● **本文**
******************************
論点を探る 田原文夫氏の観方   2009年3号より

論点を探る

 改めて問われる
   日本の会話能力/情報能力/仕事能力

                  田原文夫

       会話をしたいのか

「人と会話をしたくて、コンピュータの仕事を辞めた」人がいた、と以前に紹介した。
 会話をしたくても出来ないと嘆く人と、会話をしたくない人。人は様々でいいが、情報交換=会話=情報処理という面もあるので、会話嫌いの人が増えては困る。
 会話嫌いの人が増えると、情報社会は成り立たない。コンピュータとしか会話が出来ない人が増えては、人間社会でなくなる。
 昨年の派遣切りで転職できない人の多くは「会話能力の不足」と言われた。多くの派遣切りを出した製造現場では、会話はあまり必要ないが、人材が不足するサービス業では、会話は必須だ。会話能力だけが原因でないにしても、社会問題の一因になっては、放っておけない。
 講演後「質問は」と求められても、あまり質問も出ず、閉会する場合が多いが、質問がないわけではない。
 質問を求められ、黙っていれば、話は理解されたことになる。だが、講演後に、多くの人が講師のもとに「質問がある」といって殺到するらしい。大衆のなかで質問する自信がないのか、恥ずかしがり屋なのか。
 国民性かもしれないが、こんな態度は国際社会で歓迎されるはずもない。オバマ大統領が巧みな演説で大衆の心を掴み、当選したのを目の当たりにしながら、何も感じないでは、人間性の劣化ではないか。
 会話嫌いの人が「引き篭もり」になる。引き篭もりでも、ネットを使えば生活できると言う人がいる。生活はできるだろうが、それは人間の生活だろうか。
 こういう生活のフィードバックは「ノー」である。ここで言うフィードバックとは、人間的な反応のことだ。
******************************
● **提供データ**
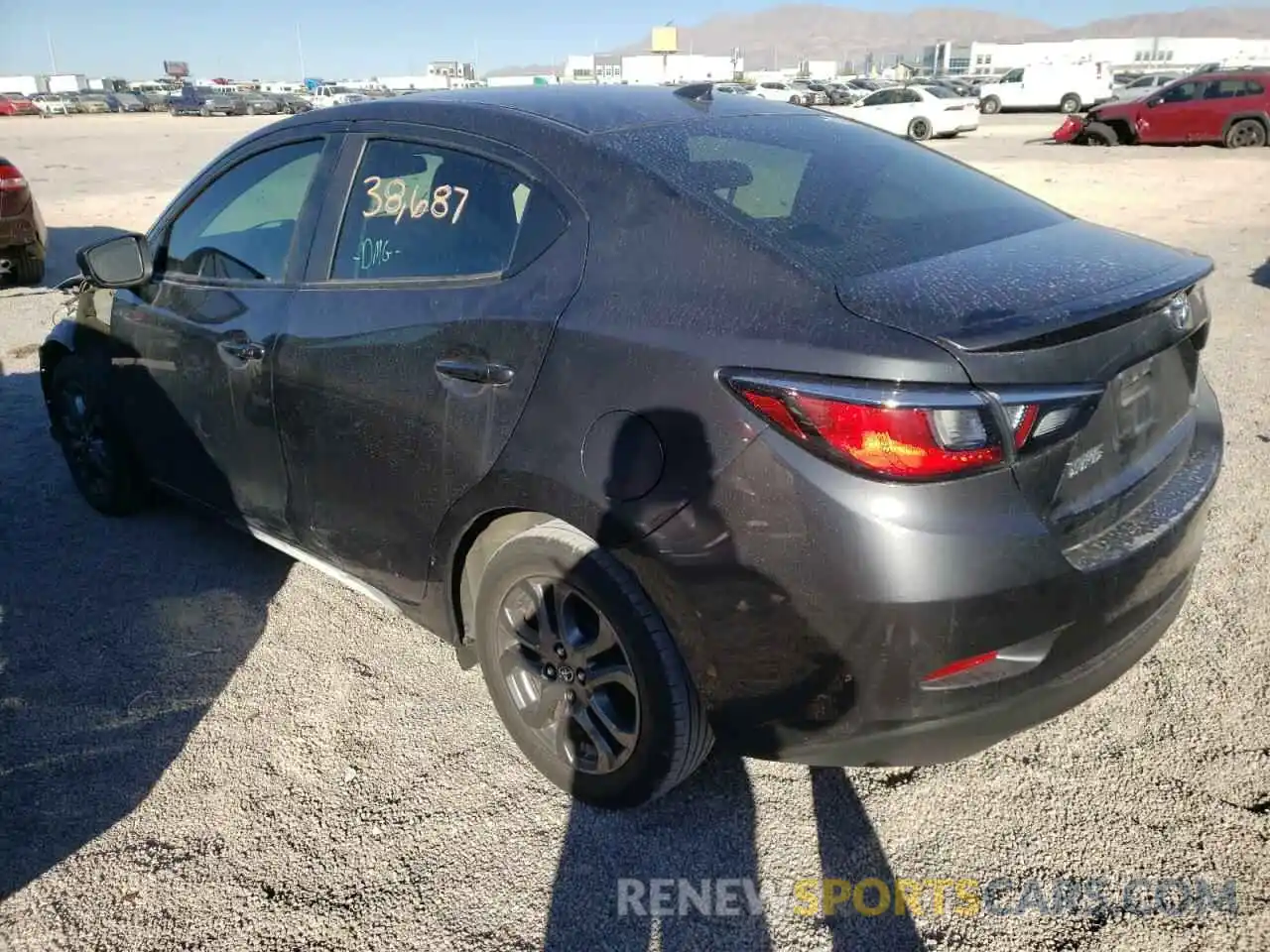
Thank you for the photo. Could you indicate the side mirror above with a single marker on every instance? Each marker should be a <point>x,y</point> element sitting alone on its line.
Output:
<point>121,262</point>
******************************
● **次の課題**
a) 次の(i)〜(iii)の記述が本文の内容と合致するかどうか、それぞれ「はい」か「いいえ」で答え、判断の根拠となる本文の語句を正確に引用せよ。(i) 派遣切りが多く出た製造現場では会話が必須である。(ii) 講演後に質問が出ないのは、質問がないからである。(iii) 引き篭もりでもネットを使えば生活できると言う人がいる。
b) 本文中の「会話嫌いの人が増えると、情報社会は成り立たない。」という一文を英語に訳せ。

● **解答一覧**
a)
(i) いいえ。「多くの派遣切りを出した製造現場では、会話はあまり必要ないが」
(ii) いいえ。「質問がないわけではない」
(iii) はい。「引き篭もりでも、ネットを使えば生活できると言う人がいる」

b) If the number of people who dislike conversation increases, the information society cannot function.